▸ WHAT THE TASK REQUIRES:
Retype exactly the lines from the line with "Would you please tag the fire in" to the end of the data, keeping both boundary lines.

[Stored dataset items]
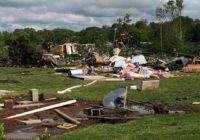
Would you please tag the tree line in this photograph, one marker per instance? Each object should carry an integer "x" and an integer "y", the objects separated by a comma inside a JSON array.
[{"x": 24, "y": 46}]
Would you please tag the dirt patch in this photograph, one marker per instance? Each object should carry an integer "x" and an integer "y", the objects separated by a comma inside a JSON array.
[
  {"x": 9, "y": 81},
  {"x": 24, "y": 73}
]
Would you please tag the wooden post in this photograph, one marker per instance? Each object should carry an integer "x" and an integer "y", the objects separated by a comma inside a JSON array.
[
  {"x": 67, "y": 117},
  {"x": 42, "y": 109}
]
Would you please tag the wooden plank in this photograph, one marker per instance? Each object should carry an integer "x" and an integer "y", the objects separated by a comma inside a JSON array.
[
  {"x": 67, "y": 117},
  {"x": 196, "y": 103},
  {"x": 148, "y": 85},
  {"x": 24, "y": 102},
  {"x": 31, "y": 121},
  {"x": 42, "y": 109},
  {"x": 192, "y": 68},
  {"x": 28, "y": 105}
]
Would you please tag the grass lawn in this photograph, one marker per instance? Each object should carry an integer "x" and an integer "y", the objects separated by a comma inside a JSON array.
[{"x": 175, "y": 92}]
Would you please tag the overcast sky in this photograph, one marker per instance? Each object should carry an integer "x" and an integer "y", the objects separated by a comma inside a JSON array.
[{"x": 79, "y": 14}]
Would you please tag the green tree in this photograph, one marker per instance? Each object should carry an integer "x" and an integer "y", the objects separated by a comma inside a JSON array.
[{"x": 160, "y": 15}]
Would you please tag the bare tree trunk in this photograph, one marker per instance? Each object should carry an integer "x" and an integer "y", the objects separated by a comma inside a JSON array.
[{"x": 161, "y": 40}]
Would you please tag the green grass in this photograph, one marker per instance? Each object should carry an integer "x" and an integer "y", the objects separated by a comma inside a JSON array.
[
  {"x": 154, "y": 127},
  {"x": 159, "y": 127}
]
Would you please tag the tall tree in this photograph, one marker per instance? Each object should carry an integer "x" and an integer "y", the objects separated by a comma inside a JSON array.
[
  {"x": 160, "y": 15},
  {"x": 180, "y": 6}
]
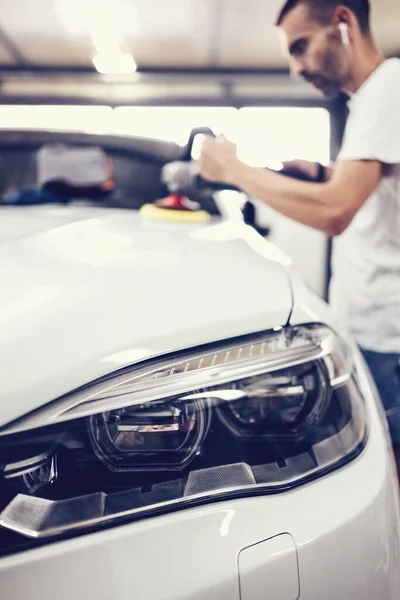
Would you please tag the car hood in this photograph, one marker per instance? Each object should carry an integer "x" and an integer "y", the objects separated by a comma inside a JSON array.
[{"x": 86, "y": 291}]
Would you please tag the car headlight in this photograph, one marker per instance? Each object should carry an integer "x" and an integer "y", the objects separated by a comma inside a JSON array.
[{"x": 255, "y": 415}]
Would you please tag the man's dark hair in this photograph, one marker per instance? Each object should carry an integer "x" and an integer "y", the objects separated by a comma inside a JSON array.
[{"x": 322, "y": 10}]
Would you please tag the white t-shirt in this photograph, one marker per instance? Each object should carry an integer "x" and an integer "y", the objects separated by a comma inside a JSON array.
[{"x": 365, "y": 289}]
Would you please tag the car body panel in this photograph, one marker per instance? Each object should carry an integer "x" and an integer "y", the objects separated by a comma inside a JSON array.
[{"x": 87, "y": 291}]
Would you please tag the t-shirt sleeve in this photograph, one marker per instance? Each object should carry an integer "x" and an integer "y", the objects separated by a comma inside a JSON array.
[{"x": 373, "y": 127}]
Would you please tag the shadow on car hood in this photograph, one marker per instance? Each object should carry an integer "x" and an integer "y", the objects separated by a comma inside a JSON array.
[{"x": 86, "y": 291}]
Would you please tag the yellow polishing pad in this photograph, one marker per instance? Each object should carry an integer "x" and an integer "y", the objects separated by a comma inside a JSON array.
[{"x": 156, "y": 213}]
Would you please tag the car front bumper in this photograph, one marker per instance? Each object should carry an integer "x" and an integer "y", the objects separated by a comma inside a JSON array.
[{"x": 342, "y": 534}]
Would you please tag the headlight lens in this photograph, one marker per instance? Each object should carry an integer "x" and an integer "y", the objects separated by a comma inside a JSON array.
[{"x": 252, "y": 416}]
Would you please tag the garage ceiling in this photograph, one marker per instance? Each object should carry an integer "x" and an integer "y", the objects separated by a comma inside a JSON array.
[
  {"x": 62, "y": 36},
  {"x": 160, "y": 33}
]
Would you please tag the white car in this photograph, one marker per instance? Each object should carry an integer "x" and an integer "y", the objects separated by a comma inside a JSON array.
[{"x": 180, "y": 417}]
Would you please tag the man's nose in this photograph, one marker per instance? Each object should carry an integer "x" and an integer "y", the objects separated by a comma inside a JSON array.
[{"x": 296, "y": 67}]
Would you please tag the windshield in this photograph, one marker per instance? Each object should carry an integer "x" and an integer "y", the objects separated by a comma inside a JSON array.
[{"x": 136, "y": 165}]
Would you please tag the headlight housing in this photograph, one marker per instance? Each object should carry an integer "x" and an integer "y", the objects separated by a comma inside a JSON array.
[{"x": 254, "y": 415}]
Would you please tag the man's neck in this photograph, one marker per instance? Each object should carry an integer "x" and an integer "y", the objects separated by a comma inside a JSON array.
[{"x": 368, "y": 58}]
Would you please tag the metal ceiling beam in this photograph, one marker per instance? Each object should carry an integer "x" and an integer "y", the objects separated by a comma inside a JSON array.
[
  {"x": 16, "y": 54},
  {"x": 58, "y": 70}
]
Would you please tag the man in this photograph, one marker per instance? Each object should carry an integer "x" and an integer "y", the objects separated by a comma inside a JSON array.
[{"x": 330, "y": 45}]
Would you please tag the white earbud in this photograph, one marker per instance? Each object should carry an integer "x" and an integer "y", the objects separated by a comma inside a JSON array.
[{"x": 344, "y": 33}]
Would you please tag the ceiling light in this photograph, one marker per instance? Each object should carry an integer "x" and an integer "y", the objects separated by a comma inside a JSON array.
[{"x": 114, "y": 63}]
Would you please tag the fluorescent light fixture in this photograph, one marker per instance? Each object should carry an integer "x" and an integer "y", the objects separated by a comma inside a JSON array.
[{"x": 114, "y": 63}]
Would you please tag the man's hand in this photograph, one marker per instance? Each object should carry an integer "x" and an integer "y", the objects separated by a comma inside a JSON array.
[{"x": 217, "y": 159}]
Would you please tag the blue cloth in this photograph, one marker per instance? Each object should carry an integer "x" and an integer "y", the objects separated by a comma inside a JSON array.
[
  {"x": 28, "y": 197},
  {"x": 385, "y": 369}
]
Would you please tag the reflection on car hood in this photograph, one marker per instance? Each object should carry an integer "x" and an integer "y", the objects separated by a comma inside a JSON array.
[{"x": 86, "y": 291}]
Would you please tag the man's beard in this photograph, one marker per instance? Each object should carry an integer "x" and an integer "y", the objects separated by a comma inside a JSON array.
[{"x": 330, "y": 87}]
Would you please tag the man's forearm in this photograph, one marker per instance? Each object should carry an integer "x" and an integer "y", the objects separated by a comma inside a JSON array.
[{"x": 307, "y": 203}]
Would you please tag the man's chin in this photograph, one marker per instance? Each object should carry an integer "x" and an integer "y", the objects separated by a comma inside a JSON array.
[{"x": 330, "y": 94}]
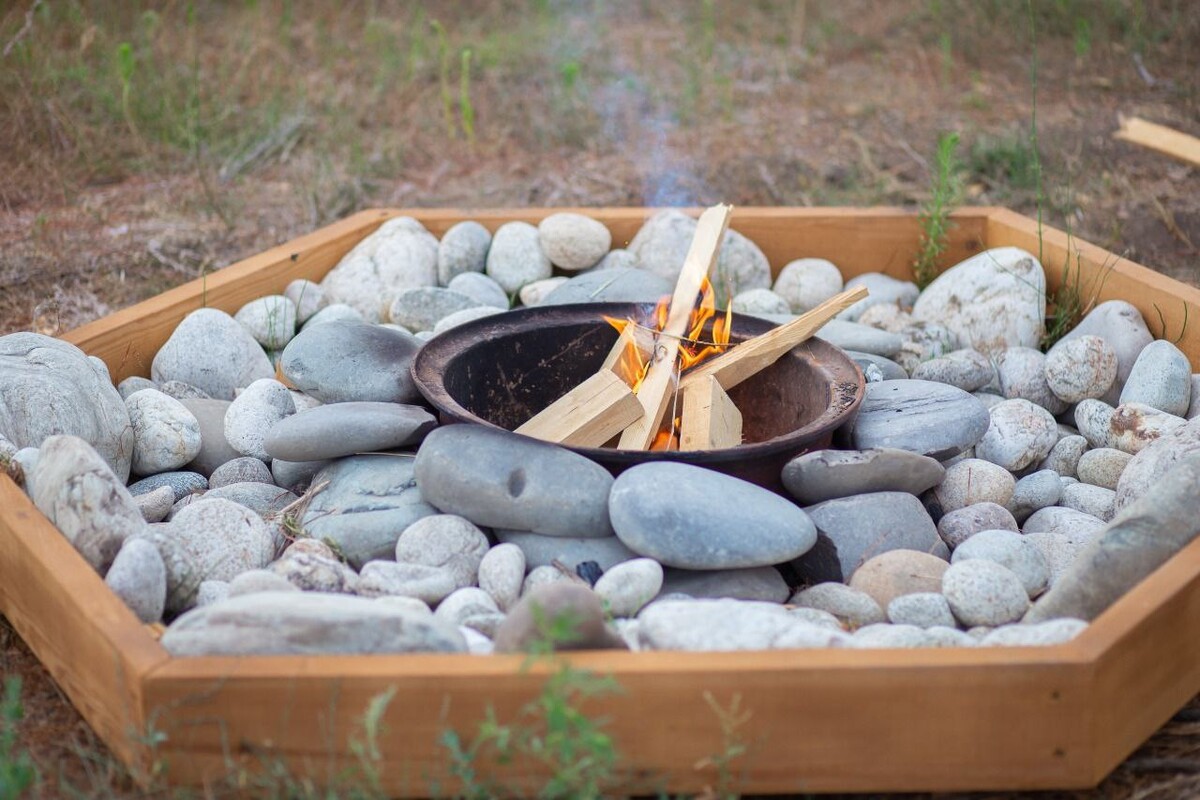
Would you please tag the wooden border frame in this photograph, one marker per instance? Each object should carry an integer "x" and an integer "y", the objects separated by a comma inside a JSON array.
[{"x": 823, "y": 721}]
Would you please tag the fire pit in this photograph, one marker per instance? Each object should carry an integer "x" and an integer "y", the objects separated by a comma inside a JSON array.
[{"x": 502, "y": 371}]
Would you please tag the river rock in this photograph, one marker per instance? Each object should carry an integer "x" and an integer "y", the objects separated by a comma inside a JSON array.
[
  {"x": 540, "y": 617},
  {"x": 984, "y": 593},
  {"x": 1056, "y": 631},
  {"x": 366, "y": 504},
  {"x": 401, "y": 254},
  {"x": 139, "y": 578},
  {"x": 48, "y": 388},
  {"x": 347, "y": 428},
  {"x": 1009, "y": 549},
  {"x": 922, "y": 609},
  {"x": 1032, "y": 493},
  {"x": 827, "y": 474},
  {"x": 1020, "y": 434},
  {"x": 808, "y": 282},
  {"x": 573, "y": 241},
  {"x": 966, "y": 370},
  {"x": 761, "y": 583},
  {"x": 501, "y": 575},
  {"x": 246, "y": 469},
  {"x": 213, "y": 352},
  {"x": 853, "y": 530},
  {"x": 1081, "y": 367},
  {"x": 339, "y": 362},
  {"x": 504, "y": 480},
  {"x": 921, "y": 416},
  {"x": 993, "y": 300},
  {"x": 1021, "y": 374},
  {"x": 480, "y": 288},
  {"x": 462, "y": 250},
  {"x": 853, "y": 607},
  {"x": 515, "y": 257},
  {"x": 1161, "y": 378},
  {"x": 694, "y": 518},
  {"x": 282, "y": 623},
  {"x": 627, "y": 587},
  {"x": 883, "y": 289},
  {"x": 899, "y": 572},
  {"x": 961, "y": 524},
  {"x": 430, "y": 584},
  {"x": 78, "y": 492},
  {"x": 1155, "y": 461},
  {"x": 1138, "y": 541},
  {"x": 717, "y": 625},
  {"x": 571, "y": 551},
  {"x": 271, "y": 320},
  {"x": 444, "y": 541},
  {"x": 255, "y": 411},
  {"x": 971, "y": 481},
  {"x": 309, "y": 298},
  {"x": 1063, "y": 457},
  {"x": 610, "y": 286},
  {"x": 166, "y": 434}
]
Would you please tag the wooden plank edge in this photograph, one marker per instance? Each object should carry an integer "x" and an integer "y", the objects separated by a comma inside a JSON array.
[{"x": 76, "y": 626}]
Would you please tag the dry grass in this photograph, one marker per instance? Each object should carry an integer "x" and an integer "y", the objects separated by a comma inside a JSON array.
[{"x": 142, "y": 145}]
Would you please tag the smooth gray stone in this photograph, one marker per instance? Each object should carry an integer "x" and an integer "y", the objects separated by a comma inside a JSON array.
[
  {"x": 240, "y": 470},
  {"x": 181, "y": 483},
  {"x": 852, "y": 530},
  {"x": 695, "y": 518},
  {"x": 215, "y": 450},
  {"x": 1161, "y": 378},
  {"x": 617, "y": 284},
  {"x": 759, "y": 583},
  {"x": 462, "y": 250},
  {"x": 77, "y": 491},
  {"x": 863, "y": 338},
  {"x": 367, "y": 503},
  {"x": 922, "y": 416},
  {"x": 139, "y": 578},
  {"x": 827, "y": 474},
  {"x": 346, "y": 428},
  {"x": 1139, "y": 540},
  {"x": 340, "y": 362},
  {"x": 887, "y": 367},
  {"x": 725, "y": 625},
  {"x": 264, "y": 499},
  {"x": 285, "y": 623},
  {"x": 571, "y": 551},
  {"x": 49, "y": 388},
  {"x": 1155, "y": 461},
  {"x": 213, "y": 352},
  {"x": 504, "y": 480}
]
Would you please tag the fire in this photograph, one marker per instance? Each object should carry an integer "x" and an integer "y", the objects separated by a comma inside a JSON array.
[{"x": 633, "y": 366}]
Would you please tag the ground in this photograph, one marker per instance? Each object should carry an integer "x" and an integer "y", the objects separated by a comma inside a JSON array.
[{"x": 144, "y": 146}]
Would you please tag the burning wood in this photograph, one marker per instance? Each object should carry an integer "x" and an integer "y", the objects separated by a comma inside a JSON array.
[{"x": 649, "y": 368}]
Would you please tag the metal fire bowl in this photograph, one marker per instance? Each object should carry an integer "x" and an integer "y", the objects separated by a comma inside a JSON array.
[{"x": 502, "y": 370}]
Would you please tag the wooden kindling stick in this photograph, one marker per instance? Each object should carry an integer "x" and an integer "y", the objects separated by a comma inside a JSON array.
[{"x": 660, "y": 380}]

▸ EXERCISE RESPONSE:
Would you please tag the fire in this photograph, one marker per instance? Each object should carry an integer "x" and an integer "y", the objects separated by a comma inside a JSON array.
[{"x": 633, "y": 366}]
Would you please tag the ground in this photograph, one marker per instance? Each object should carry an integer "x" and an integer "y", the objects separated by a comma inside a JSON array.
[{"x": 144, "y": 146}]
Would you please tag the burning wood in this photograph, one marker per instance? Each object should carry an integer "x" and an integer "y", the objects separated by a comma inside a JSON array.
[{"x": 649, "y": 368}]
Would you please tag the metal fire bowl in this photograph, one marker per instance? Each object should carry an integer "x" and an integer "y", the objects separated by a comma inside a JSON array.
[{"x": 502, "y": 370}]
Would you please tag the wooden kindling stick in this photograph, one marker per instance? Each object should carry an integer "x" and an integer "y", the objects separated by a comma inside a JSON array.
[{"x": 660, "y": 380}]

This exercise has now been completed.